Convert the rows, starting at the very first line and ending at the line that contains "x=493 y=192" (both included), into a JSON list of strings with one string per line, leaving out any blank lines.

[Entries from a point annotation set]
—————

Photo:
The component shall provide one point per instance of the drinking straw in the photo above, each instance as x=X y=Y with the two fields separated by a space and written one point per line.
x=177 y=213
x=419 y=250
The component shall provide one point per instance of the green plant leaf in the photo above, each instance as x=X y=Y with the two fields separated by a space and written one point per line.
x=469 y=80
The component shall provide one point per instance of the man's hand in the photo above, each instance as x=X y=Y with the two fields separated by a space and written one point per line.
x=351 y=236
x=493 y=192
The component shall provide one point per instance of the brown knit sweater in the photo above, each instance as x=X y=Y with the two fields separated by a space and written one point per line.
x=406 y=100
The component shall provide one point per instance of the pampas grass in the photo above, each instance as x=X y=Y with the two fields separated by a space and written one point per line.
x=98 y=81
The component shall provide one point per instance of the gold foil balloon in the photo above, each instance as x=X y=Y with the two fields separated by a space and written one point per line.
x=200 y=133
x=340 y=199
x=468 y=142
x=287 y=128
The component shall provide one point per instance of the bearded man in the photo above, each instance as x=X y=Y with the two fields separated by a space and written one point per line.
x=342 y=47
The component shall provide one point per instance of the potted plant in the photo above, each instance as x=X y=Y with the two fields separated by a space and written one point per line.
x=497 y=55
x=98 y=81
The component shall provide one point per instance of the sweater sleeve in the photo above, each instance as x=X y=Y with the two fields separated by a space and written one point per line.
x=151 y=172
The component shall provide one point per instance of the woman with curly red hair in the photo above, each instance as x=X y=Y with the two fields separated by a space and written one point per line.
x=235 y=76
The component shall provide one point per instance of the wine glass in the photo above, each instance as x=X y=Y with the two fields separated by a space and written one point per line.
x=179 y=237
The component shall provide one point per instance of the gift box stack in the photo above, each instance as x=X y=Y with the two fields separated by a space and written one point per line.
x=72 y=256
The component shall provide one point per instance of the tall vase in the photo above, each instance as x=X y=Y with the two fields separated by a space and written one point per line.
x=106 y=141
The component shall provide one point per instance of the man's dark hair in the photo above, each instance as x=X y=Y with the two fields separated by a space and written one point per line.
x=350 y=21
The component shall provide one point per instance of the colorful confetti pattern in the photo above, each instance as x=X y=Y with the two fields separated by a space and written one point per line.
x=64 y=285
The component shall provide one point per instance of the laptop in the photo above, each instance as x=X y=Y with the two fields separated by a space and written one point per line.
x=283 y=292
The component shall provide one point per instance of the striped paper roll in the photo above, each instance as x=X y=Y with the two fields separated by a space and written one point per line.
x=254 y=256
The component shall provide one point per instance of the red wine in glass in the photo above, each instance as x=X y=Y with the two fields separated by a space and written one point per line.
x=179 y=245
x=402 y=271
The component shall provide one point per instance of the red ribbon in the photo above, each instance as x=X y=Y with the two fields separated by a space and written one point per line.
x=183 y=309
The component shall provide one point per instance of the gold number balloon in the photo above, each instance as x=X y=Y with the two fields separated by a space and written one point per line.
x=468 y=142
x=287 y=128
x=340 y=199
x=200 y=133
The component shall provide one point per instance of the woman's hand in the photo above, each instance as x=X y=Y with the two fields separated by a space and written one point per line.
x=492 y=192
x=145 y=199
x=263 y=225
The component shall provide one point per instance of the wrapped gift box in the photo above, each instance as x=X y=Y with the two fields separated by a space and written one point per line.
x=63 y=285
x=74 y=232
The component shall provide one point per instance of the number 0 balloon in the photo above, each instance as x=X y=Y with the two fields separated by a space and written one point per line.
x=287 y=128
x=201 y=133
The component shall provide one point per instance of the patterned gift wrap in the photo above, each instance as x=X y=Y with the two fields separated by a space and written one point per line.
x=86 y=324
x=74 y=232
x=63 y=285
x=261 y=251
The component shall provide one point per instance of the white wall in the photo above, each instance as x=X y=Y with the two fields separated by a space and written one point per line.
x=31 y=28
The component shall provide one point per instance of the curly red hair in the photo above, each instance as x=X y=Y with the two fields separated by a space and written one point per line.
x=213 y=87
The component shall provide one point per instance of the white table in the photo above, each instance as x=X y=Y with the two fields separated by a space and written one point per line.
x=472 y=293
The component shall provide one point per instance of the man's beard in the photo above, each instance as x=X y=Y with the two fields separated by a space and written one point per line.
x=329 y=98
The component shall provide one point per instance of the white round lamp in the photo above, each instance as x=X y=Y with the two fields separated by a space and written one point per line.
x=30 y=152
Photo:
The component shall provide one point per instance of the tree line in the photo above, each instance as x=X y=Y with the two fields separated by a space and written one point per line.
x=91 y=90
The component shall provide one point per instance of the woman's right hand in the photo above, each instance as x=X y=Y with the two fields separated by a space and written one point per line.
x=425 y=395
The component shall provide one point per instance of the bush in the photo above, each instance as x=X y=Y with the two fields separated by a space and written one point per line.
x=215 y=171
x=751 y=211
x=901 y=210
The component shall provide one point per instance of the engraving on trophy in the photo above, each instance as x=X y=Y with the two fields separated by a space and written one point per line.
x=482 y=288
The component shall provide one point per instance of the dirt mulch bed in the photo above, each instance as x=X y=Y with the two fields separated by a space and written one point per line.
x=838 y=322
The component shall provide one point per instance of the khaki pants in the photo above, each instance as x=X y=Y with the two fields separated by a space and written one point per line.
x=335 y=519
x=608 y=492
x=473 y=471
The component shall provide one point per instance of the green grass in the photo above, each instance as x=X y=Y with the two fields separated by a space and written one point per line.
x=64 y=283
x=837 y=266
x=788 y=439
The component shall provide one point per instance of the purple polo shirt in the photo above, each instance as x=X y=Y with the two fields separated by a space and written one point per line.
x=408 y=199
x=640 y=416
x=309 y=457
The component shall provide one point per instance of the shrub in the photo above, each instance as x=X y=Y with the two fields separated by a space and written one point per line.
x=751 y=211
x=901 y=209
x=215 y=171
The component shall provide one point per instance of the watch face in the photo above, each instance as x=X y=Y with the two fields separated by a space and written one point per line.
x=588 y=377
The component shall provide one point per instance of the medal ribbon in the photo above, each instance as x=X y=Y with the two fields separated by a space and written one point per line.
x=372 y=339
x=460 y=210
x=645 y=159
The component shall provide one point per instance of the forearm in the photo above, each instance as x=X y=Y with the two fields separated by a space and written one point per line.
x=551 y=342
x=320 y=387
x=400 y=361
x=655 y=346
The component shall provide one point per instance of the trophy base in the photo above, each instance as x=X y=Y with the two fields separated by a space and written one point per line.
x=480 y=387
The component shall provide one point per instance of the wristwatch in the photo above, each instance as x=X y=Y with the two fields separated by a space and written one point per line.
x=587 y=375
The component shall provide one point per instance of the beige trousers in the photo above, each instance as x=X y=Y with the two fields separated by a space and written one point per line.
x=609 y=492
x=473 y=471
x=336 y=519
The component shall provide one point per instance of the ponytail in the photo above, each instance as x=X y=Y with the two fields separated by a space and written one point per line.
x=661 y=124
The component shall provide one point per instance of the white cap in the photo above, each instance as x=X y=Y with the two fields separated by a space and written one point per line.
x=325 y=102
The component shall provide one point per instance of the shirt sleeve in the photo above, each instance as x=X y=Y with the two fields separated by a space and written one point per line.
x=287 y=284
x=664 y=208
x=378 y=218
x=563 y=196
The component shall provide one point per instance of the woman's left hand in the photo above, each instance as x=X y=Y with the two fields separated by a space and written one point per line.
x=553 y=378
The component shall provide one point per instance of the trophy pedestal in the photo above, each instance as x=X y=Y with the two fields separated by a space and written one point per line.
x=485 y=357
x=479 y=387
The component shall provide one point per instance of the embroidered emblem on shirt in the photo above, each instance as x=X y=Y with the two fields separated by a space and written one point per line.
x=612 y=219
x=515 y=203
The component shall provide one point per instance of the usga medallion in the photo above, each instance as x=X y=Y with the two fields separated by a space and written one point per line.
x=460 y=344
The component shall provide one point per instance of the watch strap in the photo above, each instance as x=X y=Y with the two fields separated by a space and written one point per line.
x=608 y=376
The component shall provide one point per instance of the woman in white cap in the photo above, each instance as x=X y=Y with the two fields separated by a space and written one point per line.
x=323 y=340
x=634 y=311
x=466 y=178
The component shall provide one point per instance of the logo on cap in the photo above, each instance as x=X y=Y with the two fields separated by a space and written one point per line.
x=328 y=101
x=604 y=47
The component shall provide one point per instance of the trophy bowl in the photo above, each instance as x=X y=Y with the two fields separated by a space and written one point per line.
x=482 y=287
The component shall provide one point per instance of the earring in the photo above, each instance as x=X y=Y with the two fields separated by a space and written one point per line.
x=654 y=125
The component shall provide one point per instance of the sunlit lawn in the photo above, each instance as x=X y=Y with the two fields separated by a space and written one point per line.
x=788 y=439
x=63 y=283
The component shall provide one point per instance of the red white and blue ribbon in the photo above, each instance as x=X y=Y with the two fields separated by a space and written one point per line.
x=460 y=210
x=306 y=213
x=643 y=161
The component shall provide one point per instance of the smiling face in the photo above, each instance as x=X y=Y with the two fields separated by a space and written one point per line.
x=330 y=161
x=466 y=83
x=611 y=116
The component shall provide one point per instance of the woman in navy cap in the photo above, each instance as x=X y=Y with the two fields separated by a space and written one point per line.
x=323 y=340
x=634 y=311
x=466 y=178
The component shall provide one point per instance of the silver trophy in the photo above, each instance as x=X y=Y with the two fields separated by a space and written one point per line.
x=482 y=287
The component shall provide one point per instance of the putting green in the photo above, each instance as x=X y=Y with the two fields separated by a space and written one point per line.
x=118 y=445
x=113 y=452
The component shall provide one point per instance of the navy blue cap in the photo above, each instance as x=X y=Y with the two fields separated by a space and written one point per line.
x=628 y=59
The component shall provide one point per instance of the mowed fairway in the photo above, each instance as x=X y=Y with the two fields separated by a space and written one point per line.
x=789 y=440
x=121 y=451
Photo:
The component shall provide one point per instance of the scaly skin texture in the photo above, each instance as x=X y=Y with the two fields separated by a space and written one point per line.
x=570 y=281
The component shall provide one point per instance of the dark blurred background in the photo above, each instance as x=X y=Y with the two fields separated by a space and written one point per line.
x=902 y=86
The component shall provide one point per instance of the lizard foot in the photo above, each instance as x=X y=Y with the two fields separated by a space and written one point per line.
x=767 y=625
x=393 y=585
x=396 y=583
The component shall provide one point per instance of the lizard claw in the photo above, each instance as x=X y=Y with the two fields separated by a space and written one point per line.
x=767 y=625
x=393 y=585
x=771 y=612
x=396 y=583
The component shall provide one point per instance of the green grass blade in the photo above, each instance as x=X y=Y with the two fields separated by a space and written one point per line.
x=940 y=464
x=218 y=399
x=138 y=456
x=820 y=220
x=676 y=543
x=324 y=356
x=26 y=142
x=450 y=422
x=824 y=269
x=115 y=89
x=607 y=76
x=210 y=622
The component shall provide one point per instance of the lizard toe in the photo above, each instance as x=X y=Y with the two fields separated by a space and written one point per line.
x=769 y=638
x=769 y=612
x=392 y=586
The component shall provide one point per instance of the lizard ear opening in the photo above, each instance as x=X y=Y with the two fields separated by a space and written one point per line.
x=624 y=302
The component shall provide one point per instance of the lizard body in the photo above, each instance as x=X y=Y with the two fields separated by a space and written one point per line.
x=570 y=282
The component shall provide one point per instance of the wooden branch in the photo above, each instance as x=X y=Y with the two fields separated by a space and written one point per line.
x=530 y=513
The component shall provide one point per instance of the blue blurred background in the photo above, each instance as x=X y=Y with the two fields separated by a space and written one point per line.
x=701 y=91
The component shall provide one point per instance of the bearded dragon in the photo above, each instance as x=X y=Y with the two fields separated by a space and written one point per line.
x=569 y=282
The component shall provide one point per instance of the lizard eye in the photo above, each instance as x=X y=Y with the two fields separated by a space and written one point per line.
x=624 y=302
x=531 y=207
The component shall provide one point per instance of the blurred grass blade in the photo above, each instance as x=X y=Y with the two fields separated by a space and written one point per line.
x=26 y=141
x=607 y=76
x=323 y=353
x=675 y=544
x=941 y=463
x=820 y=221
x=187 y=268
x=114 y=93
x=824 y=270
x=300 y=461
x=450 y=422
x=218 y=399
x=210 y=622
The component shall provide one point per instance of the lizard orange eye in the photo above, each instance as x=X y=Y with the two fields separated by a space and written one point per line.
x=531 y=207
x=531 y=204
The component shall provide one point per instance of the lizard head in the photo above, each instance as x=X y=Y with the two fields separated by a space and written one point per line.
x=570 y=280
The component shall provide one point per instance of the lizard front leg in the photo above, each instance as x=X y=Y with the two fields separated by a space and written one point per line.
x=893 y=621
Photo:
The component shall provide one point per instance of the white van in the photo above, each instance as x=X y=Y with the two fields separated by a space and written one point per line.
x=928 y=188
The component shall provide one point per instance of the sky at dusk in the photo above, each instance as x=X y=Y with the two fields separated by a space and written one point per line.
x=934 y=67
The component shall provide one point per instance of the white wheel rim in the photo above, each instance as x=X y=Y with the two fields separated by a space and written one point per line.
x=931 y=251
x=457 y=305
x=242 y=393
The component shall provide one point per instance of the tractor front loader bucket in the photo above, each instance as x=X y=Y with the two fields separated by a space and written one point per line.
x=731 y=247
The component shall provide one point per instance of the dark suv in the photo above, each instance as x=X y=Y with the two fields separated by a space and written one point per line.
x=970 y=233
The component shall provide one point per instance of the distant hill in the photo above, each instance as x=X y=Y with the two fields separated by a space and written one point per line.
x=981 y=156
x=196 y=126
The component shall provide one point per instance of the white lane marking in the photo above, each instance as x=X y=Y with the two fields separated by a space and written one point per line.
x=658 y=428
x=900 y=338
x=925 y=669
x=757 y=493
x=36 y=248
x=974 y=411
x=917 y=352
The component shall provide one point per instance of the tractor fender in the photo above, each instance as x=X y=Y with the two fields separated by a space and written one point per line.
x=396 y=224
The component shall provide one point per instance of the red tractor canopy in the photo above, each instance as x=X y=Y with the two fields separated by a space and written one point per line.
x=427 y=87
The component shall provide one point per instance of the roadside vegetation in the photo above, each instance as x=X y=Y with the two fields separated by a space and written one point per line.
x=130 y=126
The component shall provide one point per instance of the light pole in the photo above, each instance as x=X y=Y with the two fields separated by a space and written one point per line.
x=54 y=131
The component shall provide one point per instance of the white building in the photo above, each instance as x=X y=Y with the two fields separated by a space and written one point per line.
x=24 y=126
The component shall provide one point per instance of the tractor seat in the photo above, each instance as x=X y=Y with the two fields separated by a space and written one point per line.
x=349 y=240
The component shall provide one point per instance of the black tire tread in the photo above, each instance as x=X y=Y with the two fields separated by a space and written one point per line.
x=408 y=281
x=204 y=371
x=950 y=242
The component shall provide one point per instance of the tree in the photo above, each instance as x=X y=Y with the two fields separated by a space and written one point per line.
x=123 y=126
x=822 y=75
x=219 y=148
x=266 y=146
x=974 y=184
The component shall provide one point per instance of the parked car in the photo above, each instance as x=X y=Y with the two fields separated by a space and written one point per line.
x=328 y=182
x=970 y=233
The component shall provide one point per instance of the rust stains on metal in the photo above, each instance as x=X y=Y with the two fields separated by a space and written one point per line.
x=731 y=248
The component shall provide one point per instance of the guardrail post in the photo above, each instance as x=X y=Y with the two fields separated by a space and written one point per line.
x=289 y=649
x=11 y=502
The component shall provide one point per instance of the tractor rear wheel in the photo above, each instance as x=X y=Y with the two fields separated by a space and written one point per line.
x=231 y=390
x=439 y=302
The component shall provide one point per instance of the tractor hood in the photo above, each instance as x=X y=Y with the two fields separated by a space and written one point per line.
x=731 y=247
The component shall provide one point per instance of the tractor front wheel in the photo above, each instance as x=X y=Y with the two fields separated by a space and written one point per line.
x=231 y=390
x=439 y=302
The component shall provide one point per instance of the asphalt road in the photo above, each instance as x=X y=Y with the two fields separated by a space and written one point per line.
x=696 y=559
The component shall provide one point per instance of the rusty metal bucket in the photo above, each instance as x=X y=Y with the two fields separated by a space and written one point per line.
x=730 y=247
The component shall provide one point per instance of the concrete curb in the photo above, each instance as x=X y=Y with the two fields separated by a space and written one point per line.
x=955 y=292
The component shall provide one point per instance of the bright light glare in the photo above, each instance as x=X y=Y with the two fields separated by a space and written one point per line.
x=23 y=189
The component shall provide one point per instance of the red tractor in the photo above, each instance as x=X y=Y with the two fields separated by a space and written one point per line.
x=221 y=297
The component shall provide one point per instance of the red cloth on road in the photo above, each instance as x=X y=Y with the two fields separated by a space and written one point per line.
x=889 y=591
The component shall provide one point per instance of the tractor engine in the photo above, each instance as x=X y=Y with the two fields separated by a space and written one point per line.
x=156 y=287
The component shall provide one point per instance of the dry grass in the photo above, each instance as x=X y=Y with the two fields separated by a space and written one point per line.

—————

*Solution to the problem*.
[
  "Photo:",
  "The component shall provide one point per instance of the drinking straw in the photo above, each instance as x=X y=Y with the two fields separated by a space and written one point per line.",
  "x=177 y=213",
  "x=419 y=250",
  "The component shall provide one point per instance of the green plant leaf in the photo above, each instance as x=X y=Y with the two fields separated by a space and written one point per line.",
  "x=469 y=80",
  "The component shall provide one point per instance of the man's hand in the photo above, each instance as x=X y=Y with the two fields separated by a space and written one point per line.",
  "x=351 y=236",
  "x=493 y=192"
]